→ DIRECTIONS: Each entry is to be given again exactly; drop the images.

→ SUPPLIED ENTRIES:

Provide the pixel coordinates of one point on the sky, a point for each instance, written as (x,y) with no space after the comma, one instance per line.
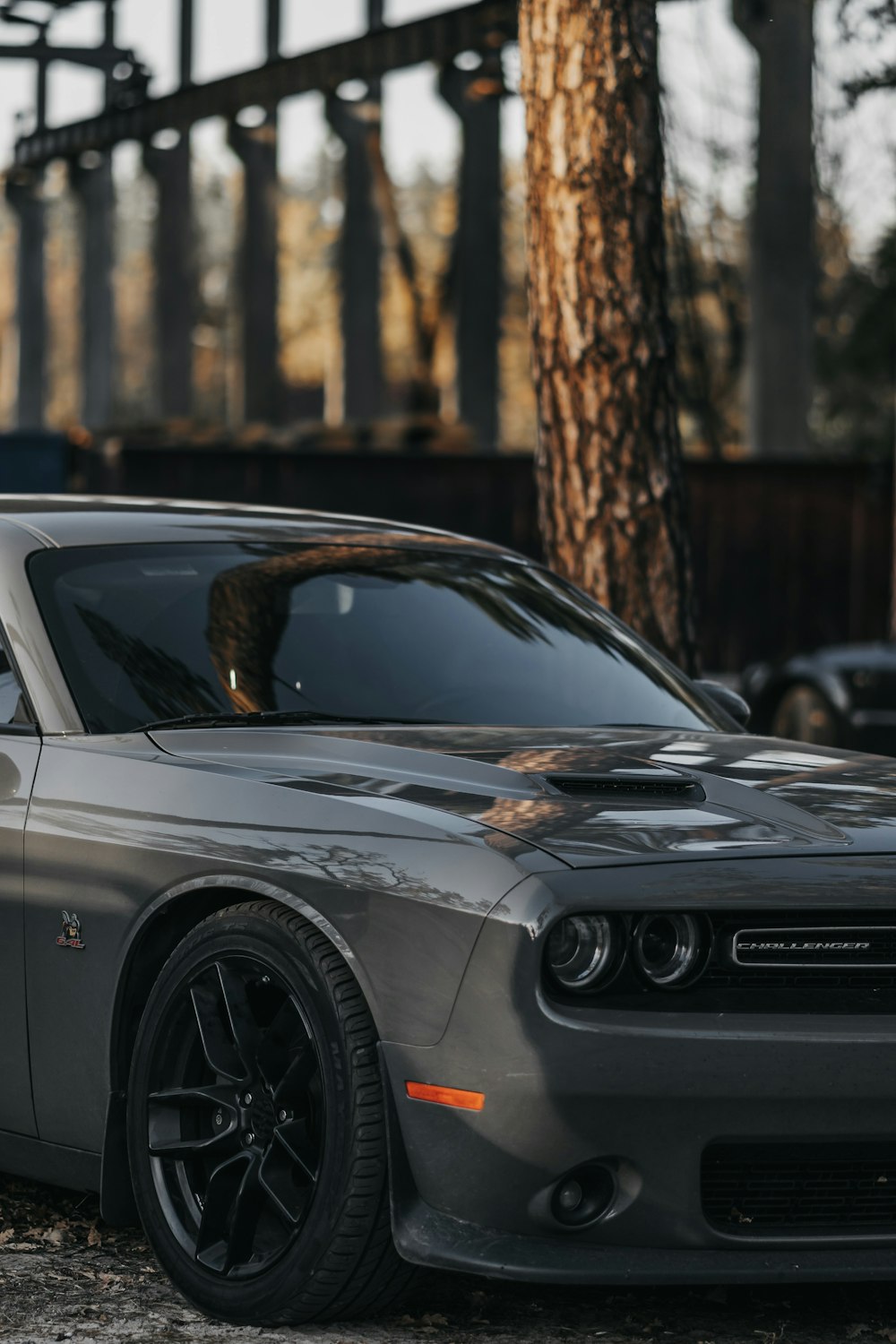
(708,72)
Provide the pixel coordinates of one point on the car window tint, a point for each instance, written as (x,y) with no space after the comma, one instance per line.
(378,632)
(10,691)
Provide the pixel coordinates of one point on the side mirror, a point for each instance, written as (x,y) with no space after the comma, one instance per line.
(734,704)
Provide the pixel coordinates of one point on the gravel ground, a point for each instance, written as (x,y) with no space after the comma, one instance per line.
(65,1276)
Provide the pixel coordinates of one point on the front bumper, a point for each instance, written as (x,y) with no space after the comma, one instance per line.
(642,1094)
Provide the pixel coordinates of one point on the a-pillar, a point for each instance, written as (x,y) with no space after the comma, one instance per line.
(24,194)
(175,265)
(360,255)
(476,97)
(782,254)
(93,185)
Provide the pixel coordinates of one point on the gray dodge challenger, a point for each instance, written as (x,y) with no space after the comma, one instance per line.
(371,898)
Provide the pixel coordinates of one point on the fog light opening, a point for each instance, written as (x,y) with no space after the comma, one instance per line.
(583,1195)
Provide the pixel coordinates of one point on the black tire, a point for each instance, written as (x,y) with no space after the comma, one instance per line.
(257,1082)
(805,714)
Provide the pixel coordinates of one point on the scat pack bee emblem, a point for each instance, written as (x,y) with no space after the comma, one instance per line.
(70,935)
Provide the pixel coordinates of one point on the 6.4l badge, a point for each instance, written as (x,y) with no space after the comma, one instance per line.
(70,935)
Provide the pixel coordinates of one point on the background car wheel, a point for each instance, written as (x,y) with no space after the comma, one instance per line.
(806,715)
(257,1128)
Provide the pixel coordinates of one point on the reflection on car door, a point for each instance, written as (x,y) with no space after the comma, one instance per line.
(19,752)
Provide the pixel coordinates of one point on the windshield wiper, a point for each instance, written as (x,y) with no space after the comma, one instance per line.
(260,718)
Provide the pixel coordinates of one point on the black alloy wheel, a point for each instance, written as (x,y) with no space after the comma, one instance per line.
(257,1118)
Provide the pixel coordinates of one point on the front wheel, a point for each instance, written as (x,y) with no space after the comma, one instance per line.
(257,1128)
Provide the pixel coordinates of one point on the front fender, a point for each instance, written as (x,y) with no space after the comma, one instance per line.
(118,838)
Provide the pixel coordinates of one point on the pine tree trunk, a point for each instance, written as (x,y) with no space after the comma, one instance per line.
(608,459)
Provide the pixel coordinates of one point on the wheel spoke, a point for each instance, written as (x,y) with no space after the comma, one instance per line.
(293,1088)
(281,1042)
(212,1246)
(288,1177)
(166,1120)
(247,1207)
(226,1024)
(300,1148)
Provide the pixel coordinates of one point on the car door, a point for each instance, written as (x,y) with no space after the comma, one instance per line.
(19,752)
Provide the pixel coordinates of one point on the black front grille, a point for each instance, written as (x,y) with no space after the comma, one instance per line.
(643,787)
(754,1190)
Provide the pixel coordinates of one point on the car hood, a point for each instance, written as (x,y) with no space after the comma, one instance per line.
(587,796)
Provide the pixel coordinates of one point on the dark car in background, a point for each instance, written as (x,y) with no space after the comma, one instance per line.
(842,695)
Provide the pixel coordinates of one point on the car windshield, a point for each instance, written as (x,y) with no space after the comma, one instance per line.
(338,629)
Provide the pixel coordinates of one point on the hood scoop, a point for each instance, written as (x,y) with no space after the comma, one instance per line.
(645,788)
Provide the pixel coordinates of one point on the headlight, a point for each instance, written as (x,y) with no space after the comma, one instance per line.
(669,951)
(582,951)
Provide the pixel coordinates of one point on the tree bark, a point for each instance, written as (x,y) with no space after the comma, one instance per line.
(608,459)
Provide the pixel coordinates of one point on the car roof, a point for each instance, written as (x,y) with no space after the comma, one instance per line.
(62,521)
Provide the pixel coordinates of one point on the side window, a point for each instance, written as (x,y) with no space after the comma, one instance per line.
(13,706)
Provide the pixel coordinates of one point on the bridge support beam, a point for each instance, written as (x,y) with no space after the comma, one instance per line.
(358,125)
(93,185)
(782,252)
(24,194)
(476,97)
(175,293)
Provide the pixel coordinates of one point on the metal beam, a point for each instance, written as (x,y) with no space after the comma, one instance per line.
(782,265)
(476,97)
(175,263)
(260,269)
(360,260)
(93,185)
(24,194)
(482,26)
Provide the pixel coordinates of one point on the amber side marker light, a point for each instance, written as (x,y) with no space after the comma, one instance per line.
(446,1096)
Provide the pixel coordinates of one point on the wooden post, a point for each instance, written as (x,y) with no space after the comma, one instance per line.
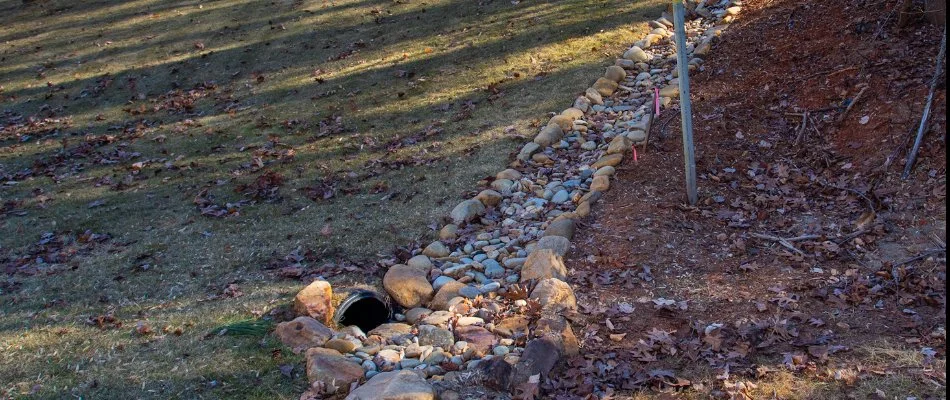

→ ANSWER SPACE:
Provide the pixel coordinates of one point on the sky, a point for each instance, written as (x,y) with no space after the comma, one instance per line.
(708,72)
Provide the pixel coordinates of one point on the car window tint, a point for each instance, written as (x,y) with no space after the comma, one instance per line.
(378,632)
(10,691)
Provide the pixel coordinates of one point on the side mirror, a point for each instance, written as (x,y) with no space after the comma, one instance per line.
(734,704)
Provide the pixel coordinates of one point on the gravel ground, a point for each instance, written as (x,y) with no space after the comma, one instance per line.
(65,1276)
Provide the pixel coordinates of one point on the front bumper, a point for each instance, written as (x,y) with no space after the comma, one instance per line.
(642,1094)
Provide the pixel coordinates of one point on the a-pillar, a point for each instance, written as (x,y) with no space after the comma, one instance per line.
(24,194)
(175,265)
(360,255)
(476,97)
(782,254)
(93,185)
Provide the pixel coordinates of one point on the gray dodge challenger, a point for each instance, written as (x,y) with no space after the comma, one instance per line.
(371,898)
Provide the pixel coordinates of one point on the fog light opening, a point for each instance, written as (x,y) with no space after the comma, one instance per line.
(583,1195)
Provide the pixel coordinates of one point on the black tire, a point for each instance, written as (x,y) with no space after the comma, one instance per line.
(257,1082)
(805,714)
Provide the pixel coordinates of one point on the scat pack bee emblem, a point for each instance, written as (x,y) with no space after the comma, one instance per line.
(70,935)
Provide the pixel coordinates of one point on the 6.4l badge, a point for each instance, written as (x,y) with no space after the comma, one instance per line.
(70,935)
Provide the pixel coordinates of one point on the background car wheel, a point for each instance, written as (x,y) with no space after the comma, one instance per line.
(806,715)
(257,1128)
Provide the pixel coordinates of one point on the reflection on car door, a point for each instance, written as (x,y) with no space after the comma, one instance per line.
(19,752)
Provide the pixel coordinates of one point on the windshield wiper, a point for each instance, written as (x,y) with no space after the comma, one instance per line.
(260,718)
Provide the pixel coordinates of one point on the black alloy wheel, a point for each instance, written as (x,y) with no space after the comma, one instance per line.
(257,1118)
Provide the pixel coordinates of one point on the front wheel, a point for each instance, written as (x,y) with no space after the comma, one instance per line.
(257,1128)
Provide the pixel coordinates of one point on the front fender, a point for each instance, written as (x,y) with no space after the comma, one instance per line.
(118,838)
Provide the pixel coordinates of one point on the pine tree trunk, a point for each instance, written as (x,y) with no space after the comma, one instance per line.
(608,459)
Provide the pixel coordinates of one point on the wheel spoke, a point for each instance, written as (x,y) with no space after the comma, one instance per line.
(293,1088)
(281,1042)
(212,1246)
(288,1177)
(166,1120)
(247,1207)
(226,1024)
(300,1148)
Provide the pixel coordinates of one point on the car door, a point for each instance, written as (x,y) with no space after the comma, one instance per line.
(19,752)
Provide the pixel coordinates of one point on the black front grille, a point for each instance, written as (x,y) with no space after the comma, one instance per line.
(643,787)
(754,1190)
Provide the pixel coordinates of one point on the car hood, a point for each instance, written as (x,y) with no space after the comma, one instance per line.
(587,796)
Provide the pixel coordinates of one point on the dark car in background, a point for each instance, written as (x,y) with no space after the comma, one instance per line.
(842,695)
Provide the pixel coordinates of one point on the car windshield, a point for each instance, written as (x,y) with no space after the comma, one instance per line.
(338,629)
Provide the pixel coordinates of one point on the hood scoop, a point for each instance, written as (x,y) with no space after the comma, one instance per line.
(645,788)
Provide the pixel coordinates of one point on the headlight, a point for each instance, written as (x,y) with no space after the comma, one instance per line.
(669,951)
(582,951)
Provide the pixel coordinates of one point on the tree bark, a point for each instance, written as (x,y) with no space after the comma, one instance per line.
(608,459)
Provide the pixel coordinates of one point on the car roof, a point for each instance, written as (x,y) with no space after the comma, one instance per line.
(62,521)
Provide the pixel coordinates of one point on the side window, a point for each instance, written as (x,y) with no space after the comma, one instance per line.
(13,706)
Provide the pixel coordinates of one point on the bridge support beam, a point for each instance, written as (x,y) with no space after the comma, one instance per line.
(358,125)
(93,185)
(782,252)
(24,194)
(476,97)
(175,293)
Provide the pixel coordinates of one point on the metal beam, a point for each instance, written as (x,y) with no space after the comma, one instance per line.
(782,265)
(476,97)
(175,263)
(260,269)
(360,260)
(93,185)
(24,194)
(482,26)
Provide the pixel coordinates of one point on the amber side marker light, a point for each instance, written as (x,y) with no space after the comma, one instance per line.
(446,1096)
Provide the pixel coordinates of one point on the wooden post, a point for each instance, written as (x,y) with no space after the comma, one instance per line.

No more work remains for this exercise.